• **Problem to work on**
Rewrite the items from the first line up to and including the line containing "6L1 0L0 58L27", substituting "coarse mask" for every "rough mask" and leaving everything else unchanged. Give only those lines.

• **Records**
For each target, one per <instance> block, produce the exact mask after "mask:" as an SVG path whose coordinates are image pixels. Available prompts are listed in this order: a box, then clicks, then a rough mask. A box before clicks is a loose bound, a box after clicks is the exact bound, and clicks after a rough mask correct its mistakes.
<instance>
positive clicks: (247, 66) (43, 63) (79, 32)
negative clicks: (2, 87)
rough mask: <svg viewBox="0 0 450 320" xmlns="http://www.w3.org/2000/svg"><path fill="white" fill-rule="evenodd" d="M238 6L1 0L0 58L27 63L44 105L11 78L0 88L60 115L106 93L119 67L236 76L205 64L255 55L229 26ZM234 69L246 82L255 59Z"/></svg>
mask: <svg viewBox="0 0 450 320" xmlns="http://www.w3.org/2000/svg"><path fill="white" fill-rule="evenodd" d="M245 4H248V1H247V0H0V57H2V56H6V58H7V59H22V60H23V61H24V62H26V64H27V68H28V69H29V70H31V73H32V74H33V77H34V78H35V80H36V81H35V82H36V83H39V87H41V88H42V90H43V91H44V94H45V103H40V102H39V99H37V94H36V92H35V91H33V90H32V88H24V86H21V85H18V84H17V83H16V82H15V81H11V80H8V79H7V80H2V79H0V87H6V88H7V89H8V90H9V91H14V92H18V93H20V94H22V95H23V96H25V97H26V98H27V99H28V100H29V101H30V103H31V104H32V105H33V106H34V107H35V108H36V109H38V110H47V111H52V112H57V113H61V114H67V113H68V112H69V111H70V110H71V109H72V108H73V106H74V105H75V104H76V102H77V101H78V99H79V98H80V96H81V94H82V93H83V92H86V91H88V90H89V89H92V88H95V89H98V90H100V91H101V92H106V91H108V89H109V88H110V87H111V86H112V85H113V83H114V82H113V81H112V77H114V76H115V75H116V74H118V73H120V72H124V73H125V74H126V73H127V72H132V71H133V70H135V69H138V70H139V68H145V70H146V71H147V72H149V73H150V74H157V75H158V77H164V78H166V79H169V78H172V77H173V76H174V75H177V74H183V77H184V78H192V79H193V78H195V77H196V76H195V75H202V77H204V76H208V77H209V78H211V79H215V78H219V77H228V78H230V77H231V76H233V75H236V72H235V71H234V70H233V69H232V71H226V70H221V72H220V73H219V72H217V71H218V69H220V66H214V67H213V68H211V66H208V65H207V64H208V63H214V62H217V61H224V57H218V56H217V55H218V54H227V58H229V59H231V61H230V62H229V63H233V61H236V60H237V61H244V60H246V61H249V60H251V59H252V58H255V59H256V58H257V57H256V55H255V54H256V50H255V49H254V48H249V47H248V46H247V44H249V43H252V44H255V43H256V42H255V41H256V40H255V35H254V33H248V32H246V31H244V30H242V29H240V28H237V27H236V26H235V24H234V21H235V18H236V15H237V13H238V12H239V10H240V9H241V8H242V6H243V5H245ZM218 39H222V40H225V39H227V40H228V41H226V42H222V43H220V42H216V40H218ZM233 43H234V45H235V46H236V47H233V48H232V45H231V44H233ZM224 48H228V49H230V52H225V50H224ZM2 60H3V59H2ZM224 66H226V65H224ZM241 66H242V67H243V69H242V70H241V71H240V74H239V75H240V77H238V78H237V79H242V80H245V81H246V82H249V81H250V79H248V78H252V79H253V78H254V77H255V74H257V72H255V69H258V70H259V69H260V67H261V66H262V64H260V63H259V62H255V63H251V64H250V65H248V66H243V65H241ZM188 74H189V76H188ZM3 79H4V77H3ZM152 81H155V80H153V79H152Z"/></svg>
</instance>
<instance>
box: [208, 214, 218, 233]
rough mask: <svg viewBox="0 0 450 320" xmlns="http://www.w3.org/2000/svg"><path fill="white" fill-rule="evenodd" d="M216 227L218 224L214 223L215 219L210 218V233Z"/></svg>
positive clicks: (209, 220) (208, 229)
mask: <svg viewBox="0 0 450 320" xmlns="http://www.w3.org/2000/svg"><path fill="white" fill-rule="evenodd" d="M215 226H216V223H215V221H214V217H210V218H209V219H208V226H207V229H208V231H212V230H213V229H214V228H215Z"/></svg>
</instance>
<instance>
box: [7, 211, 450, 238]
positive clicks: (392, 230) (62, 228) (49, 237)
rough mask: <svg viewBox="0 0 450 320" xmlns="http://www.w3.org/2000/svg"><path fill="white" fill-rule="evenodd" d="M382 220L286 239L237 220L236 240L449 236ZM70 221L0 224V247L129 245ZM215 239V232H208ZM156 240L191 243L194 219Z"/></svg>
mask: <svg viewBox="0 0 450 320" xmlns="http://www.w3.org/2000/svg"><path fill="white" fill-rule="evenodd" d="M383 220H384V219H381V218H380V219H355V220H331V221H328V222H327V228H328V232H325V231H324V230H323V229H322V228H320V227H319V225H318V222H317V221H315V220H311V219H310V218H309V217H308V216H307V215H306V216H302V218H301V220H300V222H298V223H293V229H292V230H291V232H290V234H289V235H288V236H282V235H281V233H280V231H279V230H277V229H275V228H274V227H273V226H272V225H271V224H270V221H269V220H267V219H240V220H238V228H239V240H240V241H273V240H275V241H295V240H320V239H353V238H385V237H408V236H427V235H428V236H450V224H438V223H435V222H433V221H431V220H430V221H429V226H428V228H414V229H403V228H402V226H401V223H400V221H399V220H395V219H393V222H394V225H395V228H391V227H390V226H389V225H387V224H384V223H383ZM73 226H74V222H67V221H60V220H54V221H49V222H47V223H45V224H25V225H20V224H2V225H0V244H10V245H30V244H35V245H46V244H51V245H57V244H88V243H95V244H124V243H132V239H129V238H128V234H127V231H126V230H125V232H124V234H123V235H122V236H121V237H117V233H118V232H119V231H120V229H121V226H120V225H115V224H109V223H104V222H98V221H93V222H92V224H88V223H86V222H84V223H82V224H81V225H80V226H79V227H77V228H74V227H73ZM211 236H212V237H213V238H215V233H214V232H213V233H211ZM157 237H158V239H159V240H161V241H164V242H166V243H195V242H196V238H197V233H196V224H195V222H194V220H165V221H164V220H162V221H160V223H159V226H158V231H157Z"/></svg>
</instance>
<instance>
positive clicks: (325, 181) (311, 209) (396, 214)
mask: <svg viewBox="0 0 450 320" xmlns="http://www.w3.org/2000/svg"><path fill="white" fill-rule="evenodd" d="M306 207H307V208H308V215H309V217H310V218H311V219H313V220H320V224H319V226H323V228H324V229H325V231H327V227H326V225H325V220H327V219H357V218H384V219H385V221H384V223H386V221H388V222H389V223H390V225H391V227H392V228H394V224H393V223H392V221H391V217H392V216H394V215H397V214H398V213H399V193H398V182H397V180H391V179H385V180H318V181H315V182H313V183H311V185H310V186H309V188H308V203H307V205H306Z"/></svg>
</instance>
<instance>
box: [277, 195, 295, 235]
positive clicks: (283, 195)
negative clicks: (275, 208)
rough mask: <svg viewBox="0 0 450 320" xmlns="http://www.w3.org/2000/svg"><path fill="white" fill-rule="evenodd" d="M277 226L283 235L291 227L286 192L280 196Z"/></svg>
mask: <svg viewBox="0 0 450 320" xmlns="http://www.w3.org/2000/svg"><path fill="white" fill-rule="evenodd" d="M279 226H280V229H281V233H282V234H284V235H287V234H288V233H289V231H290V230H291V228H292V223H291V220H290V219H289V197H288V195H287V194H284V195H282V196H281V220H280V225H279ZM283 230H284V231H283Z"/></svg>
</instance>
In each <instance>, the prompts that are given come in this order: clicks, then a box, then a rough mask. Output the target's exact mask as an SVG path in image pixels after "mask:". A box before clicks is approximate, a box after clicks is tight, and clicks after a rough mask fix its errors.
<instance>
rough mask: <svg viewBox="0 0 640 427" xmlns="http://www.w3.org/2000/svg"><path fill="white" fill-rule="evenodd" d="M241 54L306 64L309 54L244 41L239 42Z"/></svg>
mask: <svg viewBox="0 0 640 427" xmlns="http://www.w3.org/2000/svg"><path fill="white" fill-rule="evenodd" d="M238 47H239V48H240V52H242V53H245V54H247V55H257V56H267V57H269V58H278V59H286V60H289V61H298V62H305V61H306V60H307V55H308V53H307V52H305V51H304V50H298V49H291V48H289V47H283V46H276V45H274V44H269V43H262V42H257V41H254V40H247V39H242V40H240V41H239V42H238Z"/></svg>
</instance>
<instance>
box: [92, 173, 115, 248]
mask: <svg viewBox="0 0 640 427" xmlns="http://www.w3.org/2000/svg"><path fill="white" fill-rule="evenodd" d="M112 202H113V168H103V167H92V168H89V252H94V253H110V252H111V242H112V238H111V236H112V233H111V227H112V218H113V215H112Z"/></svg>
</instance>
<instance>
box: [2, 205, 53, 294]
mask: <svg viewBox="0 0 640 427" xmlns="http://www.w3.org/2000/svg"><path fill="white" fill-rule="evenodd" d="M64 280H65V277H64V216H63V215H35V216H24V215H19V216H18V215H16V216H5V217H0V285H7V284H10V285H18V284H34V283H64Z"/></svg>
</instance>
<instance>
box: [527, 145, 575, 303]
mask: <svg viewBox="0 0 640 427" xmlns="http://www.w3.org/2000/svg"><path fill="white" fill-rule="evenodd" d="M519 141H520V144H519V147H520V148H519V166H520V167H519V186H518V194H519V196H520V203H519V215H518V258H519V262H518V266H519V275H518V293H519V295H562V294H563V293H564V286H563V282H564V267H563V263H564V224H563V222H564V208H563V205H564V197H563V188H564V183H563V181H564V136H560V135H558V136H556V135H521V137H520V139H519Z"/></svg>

• **Response**
For each target, one per <instance> block, produce the exact mask after "mask:" as an SVG path whose coordinates are image pixels. Available prompts are listed in this order: a box, then clicks, then a coarse mask. A box before clicks is a loose bound, a box after clicks is the exact bound, and clicks after a coarse mask correct its mistakes.
<instance>
positive clicks: (247, 66) (43, 63) (79, 32)
negative clicks: (2, 87)
coarse mask: <svg viewBox="0 0 450 320" xmlns="http://www.w3.org/2000/svg"><path fill="white" fill-rule="evenodd" d="M238 6L1 0L0 58L27 63L44 105L11 78L0 88L60 115L106 93L119 67L236 76L205 64L255 55L229 26ZM234 69L246 82L255 59Z"/></svg>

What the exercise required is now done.